**DATA IN THIS EXERCISE:**
******
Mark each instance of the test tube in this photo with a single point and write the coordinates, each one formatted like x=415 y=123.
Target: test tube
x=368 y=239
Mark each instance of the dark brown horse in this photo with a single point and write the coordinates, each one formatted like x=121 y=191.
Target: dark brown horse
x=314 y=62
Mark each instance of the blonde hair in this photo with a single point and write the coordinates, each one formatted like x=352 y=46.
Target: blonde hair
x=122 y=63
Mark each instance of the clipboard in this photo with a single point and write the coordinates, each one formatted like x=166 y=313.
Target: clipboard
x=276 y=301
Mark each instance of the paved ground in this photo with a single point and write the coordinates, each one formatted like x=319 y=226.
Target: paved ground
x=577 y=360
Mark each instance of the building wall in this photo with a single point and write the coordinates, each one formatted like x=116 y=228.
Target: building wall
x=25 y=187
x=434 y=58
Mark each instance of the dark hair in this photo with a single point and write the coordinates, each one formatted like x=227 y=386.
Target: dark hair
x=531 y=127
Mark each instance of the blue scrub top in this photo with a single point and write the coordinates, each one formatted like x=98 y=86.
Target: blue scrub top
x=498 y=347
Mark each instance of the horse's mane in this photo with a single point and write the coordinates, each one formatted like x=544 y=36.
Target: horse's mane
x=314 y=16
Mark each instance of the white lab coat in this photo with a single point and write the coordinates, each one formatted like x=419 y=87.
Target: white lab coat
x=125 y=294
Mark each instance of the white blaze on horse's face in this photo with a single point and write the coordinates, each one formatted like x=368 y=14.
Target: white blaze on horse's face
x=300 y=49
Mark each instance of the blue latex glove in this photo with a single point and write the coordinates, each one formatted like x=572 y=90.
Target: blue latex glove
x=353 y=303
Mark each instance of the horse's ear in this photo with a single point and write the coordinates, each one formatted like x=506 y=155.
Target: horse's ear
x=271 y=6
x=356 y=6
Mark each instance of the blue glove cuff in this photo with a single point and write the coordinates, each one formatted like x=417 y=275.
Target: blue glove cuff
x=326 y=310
******
Rewrite all of the records above, replacing "single point" with "single marker" and leaving everything else unchanged.

**RESPONSE TO THIS TASK:**
Mark each instance of the test tube in this photo with a single marker and write the coordinates, each one formatted like x=415 y=123.
Target: test tube
x=368 y=239
Mark each instance of the dark brown horse in this photo with a single marker and write the coordinates, each one formatted like x=121 y=191.
Target: dark brown horse
x=314 y=62
Mark each instance of the blonde hair in this photo with a single marker and write the coordinates, each one formatted like x=352 y=46.
Target: blonde hair
x=122 y=63
Mark each instance of the clipboard in this photo with a single marker and write the coordinates, each one formatted like x=166 y=313.
Target: clipboard
x=276 y=301
Mark each instance of the paved ground in this photo with a single marker and write the coordinates, each one formatted like x=319 y=226.
Target: paved ground
x=577 y=360
Mark each instance of the building wall in this photo with a single marker and write the coordinates, each one formatted like x=116 y=228.
Target: building wall
x=25 y=187
x=434 y=58
Mark each instance of the dark hair in this photo with a single marker and write the coordinates, each one formatted like x=227 y=386.
Target: dark hair
x=531 y=127
Mark each instance of the blue scrub top in this photo with a single marker and write the coordinates, each one formatted like x=98 y=86.
Target: blue scrub top
x=498 y=347
Mark each instance of the horse's mane in this photo with a single marker and write the coordinates, each one formatted like x=544 y=36.
Target: horse's mane
x=314 y=16
Mark each instance of the white lab coat in this photo with a single marker and write the coordinates, each one formatted like x=419 y=87.
Target: white lab coat
x=125 y=294
Mark each instance of the white blaze on horse's face in this photo with a single marker and write the coordinates, each one formatted like x=368 y=14.
Target: white blaze on horse's face
x=300 y=49
Mark each instance of the blue latex glove in this photo with a single marker and write the coordinates, each one formatted like x=572 y=90.
Target: blue latex glove
x=353 y=303
Mark each instance of the horse's ear in this photo with a single marker and write the coordinates, each one formatted like x=506 y=155.
Target: horse's ear
x=271 y=6
x=356 y=6
Mark each instance of the blue glove cuff in this photo with a single marker and write the coordinates, each one formatted like x=417 y=275.
Target: blue glove cuff
x=326 y=310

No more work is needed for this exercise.